# [What you are asked to do]
Pull out every line of the data that contains the word "hand", copying each one in full.

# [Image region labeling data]
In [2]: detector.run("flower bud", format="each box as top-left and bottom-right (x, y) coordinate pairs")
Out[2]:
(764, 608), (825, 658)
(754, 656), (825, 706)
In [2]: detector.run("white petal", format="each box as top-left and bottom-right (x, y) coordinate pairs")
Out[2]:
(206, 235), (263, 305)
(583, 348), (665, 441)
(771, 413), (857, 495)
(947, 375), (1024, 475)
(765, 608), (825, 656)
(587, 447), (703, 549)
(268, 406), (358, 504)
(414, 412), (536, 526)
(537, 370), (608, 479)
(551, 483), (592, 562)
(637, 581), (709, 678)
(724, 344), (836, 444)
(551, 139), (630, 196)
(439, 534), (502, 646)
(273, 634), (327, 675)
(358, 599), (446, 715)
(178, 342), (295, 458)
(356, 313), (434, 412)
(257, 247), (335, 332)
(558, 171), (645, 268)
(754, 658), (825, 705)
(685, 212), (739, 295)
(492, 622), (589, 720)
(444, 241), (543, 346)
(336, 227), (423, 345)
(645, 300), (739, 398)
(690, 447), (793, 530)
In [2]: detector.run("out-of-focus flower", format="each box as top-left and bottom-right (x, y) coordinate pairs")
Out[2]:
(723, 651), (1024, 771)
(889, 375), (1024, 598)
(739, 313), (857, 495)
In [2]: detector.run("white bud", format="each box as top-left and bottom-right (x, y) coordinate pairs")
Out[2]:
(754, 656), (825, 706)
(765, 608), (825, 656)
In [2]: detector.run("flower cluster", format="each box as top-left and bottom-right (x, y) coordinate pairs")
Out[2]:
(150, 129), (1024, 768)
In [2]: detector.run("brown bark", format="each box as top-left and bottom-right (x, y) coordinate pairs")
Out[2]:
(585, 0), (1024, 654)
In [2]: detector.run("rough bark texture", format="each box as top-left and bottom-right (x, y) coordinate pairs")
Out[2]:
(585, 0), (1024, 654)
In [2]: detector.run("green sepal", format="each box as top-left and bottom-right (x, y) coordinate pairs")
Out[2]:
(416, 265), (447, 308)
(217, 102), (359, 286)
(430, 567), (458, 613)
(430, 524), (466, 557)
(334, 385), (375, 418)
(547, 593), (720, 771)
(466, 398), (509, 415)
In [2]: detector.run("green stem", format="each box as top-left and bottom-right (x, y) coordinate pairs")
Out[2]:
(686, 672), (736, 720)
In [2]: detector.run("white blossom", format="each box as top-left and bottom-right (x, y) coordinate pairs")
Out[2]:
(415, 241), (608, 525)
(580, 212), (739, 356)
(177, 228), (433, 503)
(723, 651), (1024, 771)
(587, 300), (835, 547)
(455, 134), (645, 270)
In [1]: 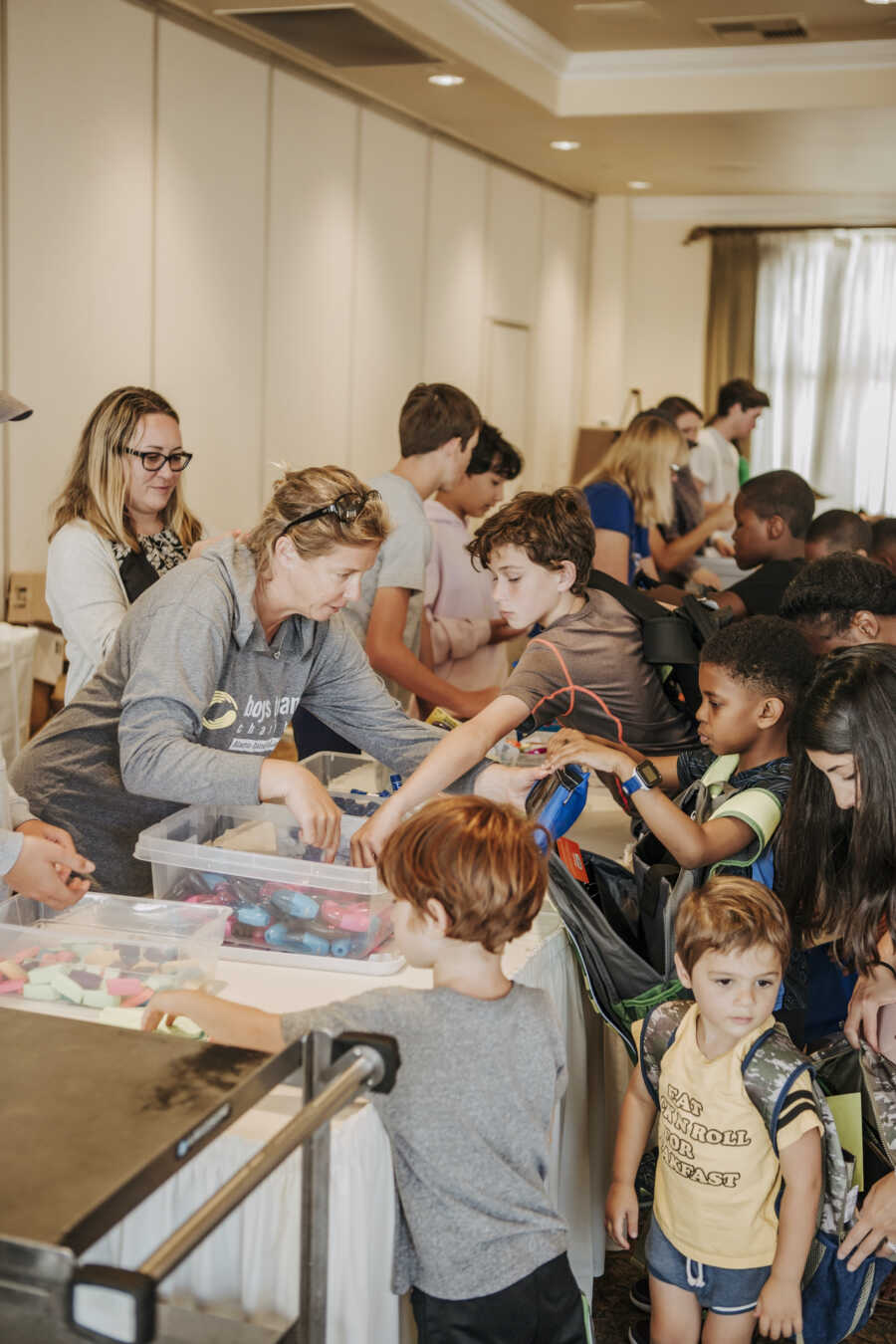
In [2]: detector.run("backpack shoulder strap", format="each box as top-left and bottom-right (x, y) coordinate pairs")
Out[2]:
(587, 569), (669, 622)
(638, 999), (691, 1109)
(740, 1022), (818, 1157)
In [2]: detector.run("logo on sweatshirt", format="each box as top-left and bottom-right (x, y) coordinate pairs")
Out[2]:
(203, 691), (238, 730)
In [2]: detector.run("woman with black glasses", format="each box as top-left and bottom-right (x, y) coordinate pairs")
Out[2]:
(9, 466), (544, 895)
(47, 387), (201, 704)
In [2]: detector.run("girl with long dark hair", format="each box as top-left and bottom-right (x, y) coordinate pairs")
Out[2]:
(776, 644), (896, 1268)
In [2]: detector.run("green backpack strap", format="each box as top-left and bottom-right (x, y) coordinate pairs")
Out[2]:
(638, 999), (692, 1110)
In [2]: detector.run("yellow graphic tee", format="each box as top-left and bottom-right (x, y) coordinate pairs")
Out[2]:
(635, 1004), (822, 1268)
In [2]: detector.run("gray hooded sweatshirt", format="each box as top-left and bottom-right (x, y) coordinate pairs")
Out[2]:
(9, 538), (488, 895)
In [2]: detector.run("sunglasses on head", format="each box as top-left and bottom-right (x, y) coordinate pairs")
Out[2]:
(276, 491), (380, 541)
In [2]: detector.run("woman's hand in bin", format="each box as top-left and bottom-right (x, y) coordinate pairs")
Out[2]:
(258, 757), (342, 863)
(350, 788), (404, 868)
(3, 821), (94, 910)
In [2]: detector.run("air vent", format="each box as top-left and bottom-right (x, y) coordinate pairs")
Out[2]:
(697, 14), (808, 45)
(215, 4), (439, 66)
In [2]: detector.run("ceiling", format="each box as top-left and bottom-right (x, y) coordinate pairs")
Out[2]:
(177, 0), (896, 196)
(509, 0), (896, 51)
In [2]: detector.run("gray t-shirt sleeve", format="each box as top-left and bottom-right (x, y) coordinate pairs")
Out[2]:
(501, 636), (569, 723)
(0, 830), (26, 876)
(118, 586), (262, 803)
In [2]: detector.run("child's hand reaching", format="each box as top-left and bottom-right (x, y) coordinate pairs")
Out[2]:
(547, 729), (633, 780)
(142, 990), (284, 1055)
(603, 1180), (638, 1251)
(753, 1272), (803, 1340)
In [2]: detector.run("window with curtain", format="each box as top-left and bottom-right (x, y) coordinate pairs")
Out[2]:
(751, 229), (896, 514)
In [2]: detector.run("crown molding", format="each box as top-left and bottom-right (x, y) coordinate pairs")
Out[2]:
(562, 38), (896, 84)
(447, 0), (569, 77)
(631, 192), (896, 229)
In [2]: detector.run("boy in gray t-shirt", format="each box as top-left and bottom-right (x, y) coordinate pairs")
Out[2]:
(145, 797), (591, 1344)
(293, 383), (499, 760)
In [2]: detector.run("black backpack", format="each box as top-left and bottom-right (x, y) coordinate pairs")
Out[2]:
(588, 569), (731, 722)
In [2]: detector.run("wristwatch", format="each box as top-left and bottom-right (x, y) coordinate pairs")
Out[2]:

# [Right answer]
In [2]: detector.run("woman's hand in bin", format="each box as top-left and bottom-right (x, y) coordinate pairs")
In [2]: detector.run("child's hand reaching", format="each box as top-left and bottom-right (x, y) coordinate pairs")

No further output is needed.